How many lines in the listing below include the word "dark"? Reply with the count alone.

▸ **Given records**
*** Begin section ***

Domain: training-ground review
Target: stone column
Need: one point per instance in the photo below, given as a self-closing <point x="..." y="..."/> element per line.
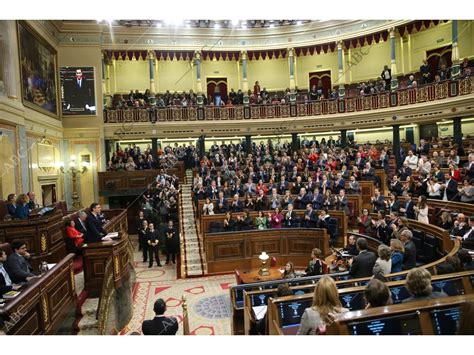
<point x="343" y="138"/>
<point x="396" y="145"/>
<point x="291" y="61"/>
<point x="9" y="60"/>
<point x="151" y="56"/>
<point x="455" y="69"/>
<point x="457" y="131"/>
<point x="394" y="81"/>
<point x="340" y="66"/>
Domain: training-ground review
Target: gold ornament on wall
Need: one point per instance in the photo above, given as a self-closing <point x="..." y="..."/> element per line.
<point x="44" y="243"/>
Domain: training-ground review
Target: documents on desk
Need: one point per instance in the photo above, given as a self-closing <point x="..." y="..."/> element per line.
<point x="259" y="312"/>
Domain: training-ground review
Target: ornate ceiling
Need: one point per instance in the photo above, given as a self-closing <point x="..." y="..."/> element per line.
<point x="211" y="34"/>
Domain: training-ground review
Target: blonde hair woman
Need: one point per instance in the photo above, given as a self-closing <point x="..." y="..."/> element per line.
<point x="326" y="304"/>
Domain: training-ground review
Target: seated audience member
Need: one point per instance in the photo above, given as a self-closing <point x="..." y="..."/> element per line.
<point x="396" y="246"/>
<point x="171" y="243"/>
<point x="229" y="223"/>
<point x="153" y="245"/>
<point x="291" y="219"/>
<point x="160" y="325"/>
<point x="365" y="222"/>
<point x="6" y="283"/>
<point x="468" y="236"/>
<point x="383" y="264"/>
<point x="466" y="260"/>
<point x="22" y="210"/>
<point x="282" y="291"/>
<point x="94" y="228"/>
<point x="377" y="294"/>
<point x="32" y="205"/>
<point x="276" y="218"/>
<point x="446" y="221"/>
<point x="208" y="207"/>
<point x="409" y="257"/>
<point x="363" y="264"/>
<point x="351" y="247"/>
<point x="261" y="222"/>
<point x="326" y="305"/>
<point x="289" y="272"/>
<point x="245" y="223"/>
<point x="418" y="283"/>
<point x="466" y="323"/>
<point x="466" y="191"/>
<point x="18" y="266"/>
<point x="11" y="205"/>
<point x="74" y="234"/>
<point x="316" y="265"/>
<point x="460" y="227"/>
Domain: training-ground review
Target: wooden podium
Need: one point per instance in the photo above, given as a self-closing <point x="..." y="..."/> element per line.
<point x="43" y="236"/>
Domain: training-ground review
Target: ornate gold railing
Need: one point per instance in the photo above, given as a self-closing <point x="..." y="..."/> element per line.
<point x="399" y="98"/>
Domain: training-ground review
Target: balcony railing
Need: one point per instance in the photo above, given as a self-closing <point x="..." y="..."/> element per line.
<point x="399" y="98"/>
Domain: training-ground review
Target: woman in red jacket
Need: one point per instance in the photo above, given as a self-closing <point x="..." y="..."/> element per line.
<point x="276" y="218"/>
<point x="454" y="172"/>
<point x="74" y="234"/>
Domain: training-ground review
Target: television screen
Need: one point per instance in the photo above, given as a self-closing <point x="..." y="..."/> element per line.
<point x="399" y="293"/>
<point x="291" y="312"/>
<point x="260" y="299"/>
<point x="77" y="91"/>
<point x="445" y="321"/>
<point x="407" y="324"/>
<point x="353" y="301"/>
<point x="452" y="287"/>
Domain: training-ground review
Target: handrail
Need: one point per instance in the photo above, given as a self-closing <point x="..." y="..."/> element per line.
<point x="399" y="98"/>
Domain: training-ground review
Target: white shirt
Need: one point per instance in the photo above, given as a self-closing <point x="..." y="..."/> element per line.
<point x="412" y="161"/>
<point x="8" y="281"/>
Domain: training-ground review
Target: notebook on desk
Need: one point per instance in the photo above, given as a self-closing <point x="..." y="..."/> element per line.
<point x="113" y="235"/>
<point x="259" y="312"/>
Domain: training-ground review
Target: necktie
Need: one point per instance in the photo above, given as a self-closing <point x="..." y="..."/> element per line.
<point x="8" y="281"/>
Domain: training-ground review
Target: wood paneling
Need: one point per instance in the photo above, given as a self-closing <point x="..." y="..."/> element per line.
<point x="226" y="252"/>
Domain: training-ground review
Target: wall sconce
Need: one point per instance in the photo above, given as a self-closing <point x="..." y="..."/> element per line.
<point x="264" y="258"/>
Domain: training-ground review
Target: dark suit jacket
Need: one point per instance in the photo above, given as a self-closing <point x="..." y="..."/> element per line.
<point x="409" y="257"/>
<point x="94" y="228"/>
<point x="363" y="264"/>
<point x="81" y="229"/>
<point x="18" y="268"/>
<point x="160" y="325"/>
<point x="3" y="285"/>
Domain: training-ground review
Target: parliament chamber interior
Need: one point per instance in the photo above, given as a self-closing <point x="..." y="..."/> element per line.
<point x="223" y="177"/>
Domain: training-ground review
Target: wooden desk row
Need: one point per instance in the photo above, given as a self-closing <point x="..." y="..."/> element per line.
<point x="44" y="236"/>
<point x="95" y="256"/>
<point x="228" y="251"/>
<point x="352" y="298"/>
<point x="41" y="307"/>
<point x="340" y="216"/>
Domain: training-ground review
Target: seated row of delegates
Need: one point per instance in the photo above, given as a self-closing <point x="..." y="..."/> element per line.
<point x="326" y="305"/>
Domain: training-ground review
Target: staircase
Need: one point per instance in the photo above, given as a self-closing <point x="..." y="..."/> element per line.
<point x="192" y="252"/>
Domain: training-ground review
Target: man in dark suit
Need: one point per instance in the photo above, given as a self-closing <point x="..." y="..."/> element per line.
<point x="18" y="267"/>
<point x="221" y="203"/>
<point x="363" y="264"/>
<point x="79" y="94"/>
<point x="408" y="209"/>
<point x="409" y="256"/>
<point x="95" y="231"/>
<point x="6" y="283"/>
<point x="81" y="224"/>
<point x="291" y="219"/>
<point x="450" y="188"/>
<point x="154" y="243"/>
<point x="160" y="325"/>
<point x="310" y="218"/>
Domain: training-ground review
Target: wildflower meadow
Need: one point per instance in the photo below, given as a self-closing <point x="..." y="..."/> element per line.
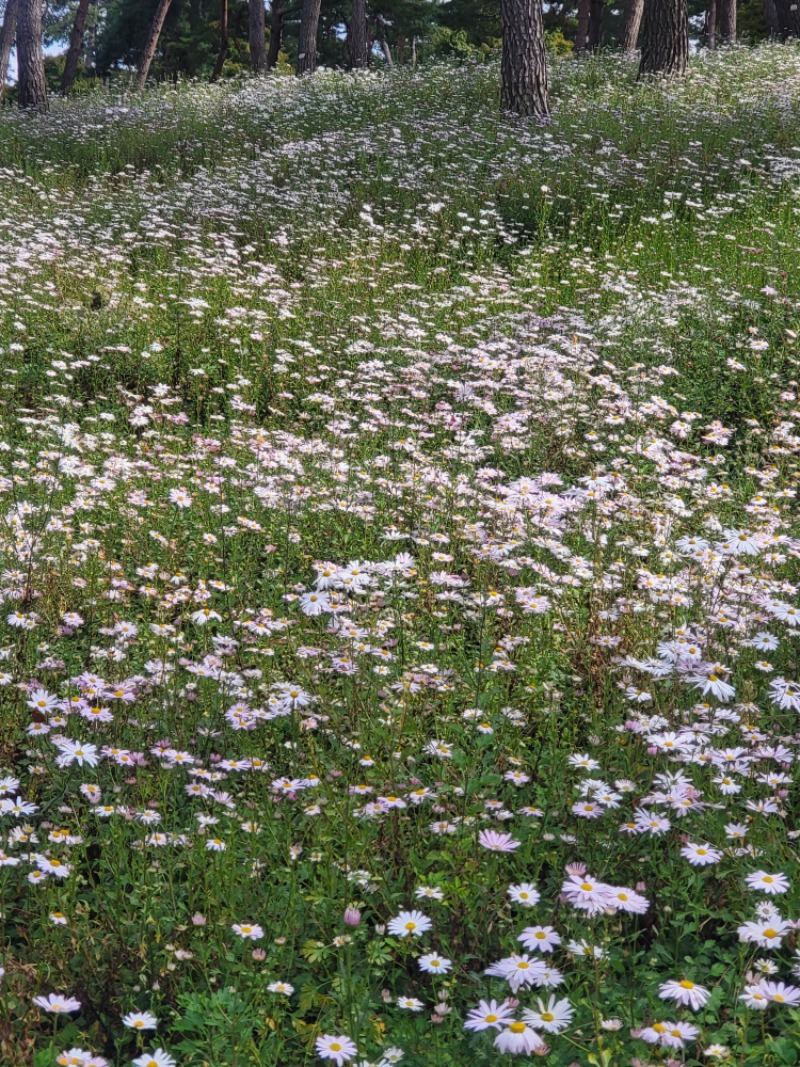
<point x="399" y="571"/>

*** End section ***

▸ **Response area**
2